• **TRY IT**: Print out all the records, word for word.

Point-per-instance localization data
○ ○ ○

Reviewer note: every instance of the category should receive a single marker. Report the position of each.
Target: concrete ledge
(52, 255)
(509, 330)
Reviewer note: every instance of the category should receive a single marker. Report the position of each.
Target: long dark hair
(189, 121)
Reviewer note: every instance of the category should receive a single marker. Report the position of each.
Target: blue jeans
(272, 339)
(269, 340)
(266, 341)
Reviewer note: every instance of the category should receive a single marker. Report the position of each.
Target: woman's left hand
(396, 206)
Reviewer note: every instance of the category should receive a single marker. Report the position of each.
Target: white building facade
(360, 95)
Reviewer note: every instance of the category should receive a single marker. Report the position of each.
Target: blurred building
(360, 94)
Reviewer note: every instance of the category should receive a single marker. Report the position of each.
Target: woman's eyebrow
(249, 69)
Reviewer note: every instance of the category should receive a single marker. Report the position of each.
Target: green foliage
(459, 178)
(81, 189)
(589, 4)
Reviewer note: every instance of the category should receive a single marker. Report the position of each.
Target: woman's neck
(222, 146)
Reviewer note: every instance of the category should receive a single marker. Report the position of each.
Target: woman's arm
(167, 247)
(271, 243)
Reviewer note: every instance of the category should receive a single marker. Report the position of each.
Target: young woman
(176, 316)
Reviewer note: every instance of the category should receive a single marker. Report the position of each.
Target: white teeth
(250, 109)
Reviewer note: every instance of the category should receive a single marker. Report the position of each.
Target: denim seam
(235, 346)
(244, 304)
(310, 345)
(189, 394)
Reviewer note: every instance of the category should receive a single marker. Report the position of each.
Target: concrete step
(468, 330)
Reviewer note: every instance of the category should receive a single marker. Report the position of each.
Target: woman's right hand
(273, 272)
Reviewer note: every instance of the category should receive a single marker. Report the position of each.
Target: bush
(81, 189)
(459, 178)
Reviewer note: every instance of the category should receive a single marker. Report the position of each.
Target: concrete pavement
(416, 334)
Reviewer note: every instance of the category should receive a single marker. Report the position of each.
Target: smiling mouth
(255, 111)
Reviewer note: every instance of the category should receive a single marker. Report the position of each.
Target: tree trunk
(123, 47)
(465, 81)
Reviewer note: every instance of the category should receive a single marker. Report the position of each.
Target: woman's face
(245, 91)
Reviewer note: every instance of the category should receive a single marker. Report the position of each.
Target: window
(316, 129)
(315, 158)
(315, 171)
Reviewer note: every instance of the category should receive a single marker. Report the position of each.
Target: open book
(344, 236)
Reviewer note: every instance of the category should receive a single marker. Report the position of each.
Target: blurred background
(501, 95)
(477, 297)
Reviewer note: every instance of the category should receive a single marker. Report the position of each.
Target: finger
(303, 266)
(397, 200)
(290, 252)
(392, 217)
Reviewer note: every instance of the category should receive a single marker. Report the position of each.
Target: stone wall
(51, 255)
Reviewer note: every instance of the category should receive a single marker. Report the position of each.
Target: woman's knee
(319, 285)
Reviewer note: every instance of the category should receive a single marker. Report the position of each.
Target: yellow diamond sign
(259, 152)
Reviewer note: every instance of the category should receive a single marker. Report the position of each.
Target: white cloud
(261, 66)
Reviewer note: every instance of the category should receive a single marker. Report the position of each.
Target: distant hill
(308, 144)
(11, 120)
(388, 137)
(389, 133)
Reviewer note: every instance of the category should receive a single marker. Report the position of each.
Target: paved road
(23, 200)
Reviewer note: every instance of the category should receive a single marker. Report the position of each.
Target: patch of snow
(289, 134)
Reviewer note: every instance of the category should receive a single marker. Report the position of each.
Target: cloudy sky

○ ○ ○

• **RESPONSE**:
Reviewer note: every instance of the category should receive a single marker. Report the position of each.
Target: concrete ledge
(52, 255)
(509, 330)
Reviewer note: every instance of the category should receive a single marker. Report the position of each.
Target: long dark hair
(189, 121)
Reviewer note: every instance of the category should receive a single marker. Report the position of each.
Target: blue jeans
(272, 339)
(269, 340)
(266, 341)
Reviewer note: every instance of the category should receive a single marker. Report the position of each.
Target: woman's left hand
(396, 206)
Reviewer note: every instance of the category should receive a single marker. Report the position of each.
Target: white building facade
(360, 95)
Reviewer note: every instance of the category should receive a single marker. Report the position of each.
Target: blurred building
(360, 94)
Reviewer note: every instance of the category should receive a single marker. Report the position of each.
Target: woman's eyebrow
(249, 69)
Reviewer note: every instance of the category should receive a single marker. Report the position of each.
Target: green foliage
(459, 178)
(81, 189)
(589, 4)
Reviewer note: every instance of the category should receive a single marker. Report the position of each.
Target: woman's neck
(222, 146)
Reviewer note: every instance of the category should receive a single marker. Report the position of each.
Target: woman's arm
(167, 247)
(271, 243)
Reviewer note: every instance of the category should receive a single marker. Report the position of each.
Target: young woman
(176, 316)
Reviewer note: every instance of the category should receive a single marker. Report the position of each.
Target: white teeth
(250, 109)
Reviewer note: every instance of the category should receive a single marker. Report the position of each.
Target: denim seam
(235, 346)
(244, 304)
(310, 345)
(189, 394)
Reviewer note: every instance of the category should receive a single marker. Report the position of each.
Target: concrete step
(468, 330)
Reviewer note: every instance of the category should receive a single marker. Report the position of each.
Target: woman's right hand
(273, 272)
Reviewer note: every instance of the category should receive a single marker. Report the position of each.
Target: bush
(81, 189)
(459, 178)
Reviewer note: every instance of the category should receive a single marker. Report the position of each.
Target: concrete pavement
(416, 334)
Reviewer note: every instance of the category should receive a single marker. Report the position of each.
Target: smiling mouth
(255, 111)
Reviewer note: every instance of the category should receive a single marker. Report the position of each.
Target: tree trunk
(123, 47)
(465, 81)
Reviewer note: every instance of the category should receive a single marker. Report the position of each.
Target: woman's face
(245, 91)
Reviewer note: every instance of the category should receive a single marker. Report the position of each.
Target: window
(316, 129)
(315, 158)
(315, 171)
Reviewer note: every instance of the category should receive a single marker. Report the position of each.
Target: open book
(344, 236)
Reviewer note: every instance of the category should receive a single marker. Report the position of each.
Target: blurred background
(501, 95)
(477, 297)
Reviewer note: every instance of the category should receive a single marker. Report the position of each.
Target: finger
(303, 266)
(397, 200)
(290, 252)
(392, 217)
Reviewer note: every instance of the category should receive a single marker. Report the position of each.
Target: stone wall
(51, 255)
Reviewer note: every instance of the category should receive a single marker. Report the position of each.
Target: woman's knee
(319, 285)
Reviewer note: every instance of the category should receive a single marker. Report the position of each.
Target: yellow diamond sign
(259, 152)
Reviewer note: every instance of the category should receive a single marker. Report the position of each.
Target: white cloud
(261, 66)
Reviewer note: every instance of the category should receive a single marker. Report the position of each.
Target: distant hill
(308, 144)
(11, 120)
(388, 137)
(389, 133)
Reviewer note: every instance of the category should receive a single marker. Report the position of each.
Target: paved road
(23, 200)
Reviewer note: every instance of the category should receive a single marker. Report the position of each.
Target: patch of snow
(289, 134)
Reviewer note: every instance of the category should receive a single marker. Report the position of each.
Target: cloudy sky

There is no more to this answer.